### [Set exercise a]
In the entries, rewrite everything from the line containing "task | one point per instance, each pair like [625, 427]" down to the end, swapping "hazy" for "overcast" and changing nothing else. Leave out the pictures.

### [Excerpted text]
__________________________________________________

Object-Centric Representation Learning for Enhanced 3D Scene Graph Prediction

TD;LR: We observe that the primary bottleneck in 3D semantic scene graph prediction lies in object representation, which directly impacts the accuracy of predicate reasoning. (a) Baseline(VL-SAT) embeds object features non-discriminatively, leading to low-confidence predictions and frequent object misclassifications, which degrade relationship accuracy. In contrast, (b) our method embeds object features in a more discriminative manner, yielding high confidence scores and more accurate object classifications. Consequently, relationship predictions are significantly improved, resulting in a more coherent and semantically accurate scene graph.

__________________________________________________

### [Dataset extract]

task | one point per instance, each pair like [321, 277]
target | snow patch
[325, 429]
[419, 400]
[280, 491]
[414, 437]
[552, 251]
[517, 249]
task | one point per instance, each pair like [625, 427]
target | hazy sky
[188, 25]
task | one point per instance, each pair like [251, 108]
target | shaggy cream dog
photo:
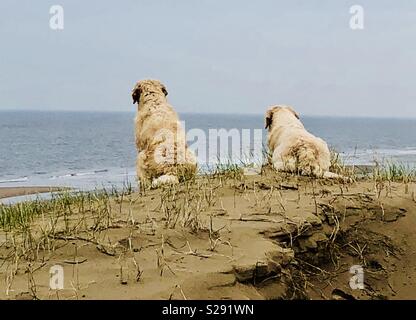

__________________________________________________

### [Set exercise b]
List each outcome that the scene graph summary credits to its own method.

### [Full response a]
task | one point per instance, each pair like [625, 427]
target | overcast sky
[188, 25]
task | one point per instance, each pair like [251, 108]
target | shaggy cream dog
photo:

### [Full response b]
- High confidence scores
- More accurate object classifications
- Significantly improved relationship predictions
- A more coherent and semantically accurate scene graph